> PASSAGE:
The title of this new post at the Discovery Institute’s creationist blog is quite revealing: The Materialist Narrative and the Power of Bias. It suggests that there are two “narratives” for describing the universe: (1) materialism, a somewhat fuzzy term; and (2) supernaturalism.
It was written by Brian Miller — and this is the first time we’ve discussed an article by him. The Discoveroids’ bio page for him says:
Dr. Brian Miller is Research Coordinator for the Center for Science and Culture at Discovery Institute. He holds a B.S. in physics with a minor in engineering from MIT and a Ph.D. in physics from Duke University. He speaks internationally on the topics of intelligent design and the impact of worldviews on society.
Here are some excerpts from his post, with bold font added by us for emphasis:
Scientists in Western cultures have been trained to see the world through a materialist metanarrative where the only acting players are matter and energy. In other words, the universe is a closed system where no higher power or non-material forces are believed to interact.

> DATA EXTRACT:
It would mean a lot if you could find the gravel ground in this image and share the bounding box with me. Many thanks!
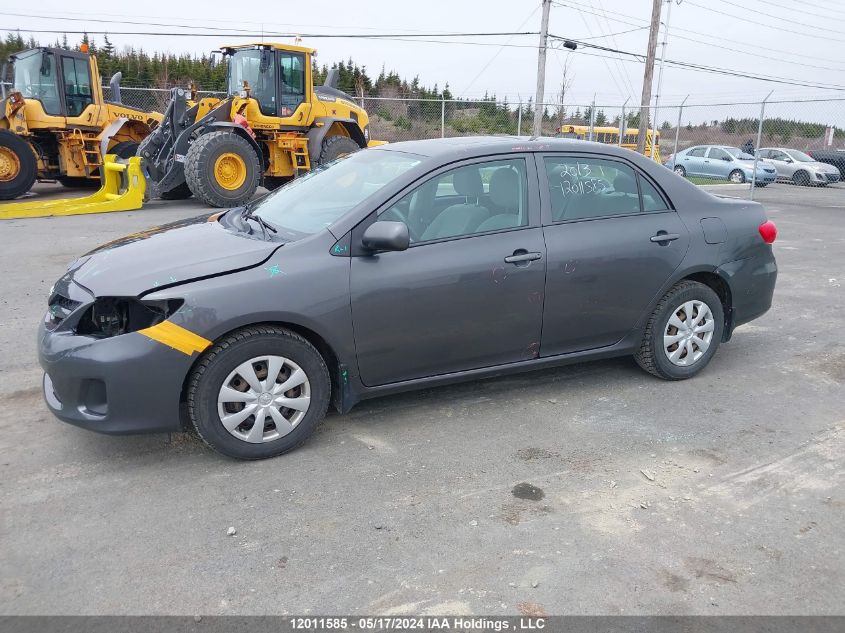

> SHORT PROBLEM:
Render this sentence from the passage into Spanish: "He holds a B.S. in physics with a minor in engineering from MIT and a Ph.D. in physics from Duke University."

> CORRECT RESULT:
Tiene una licenciatura en física con una especialidad secundaria en ingeniería del MIT y un doctorado en física de la Universidad Duke.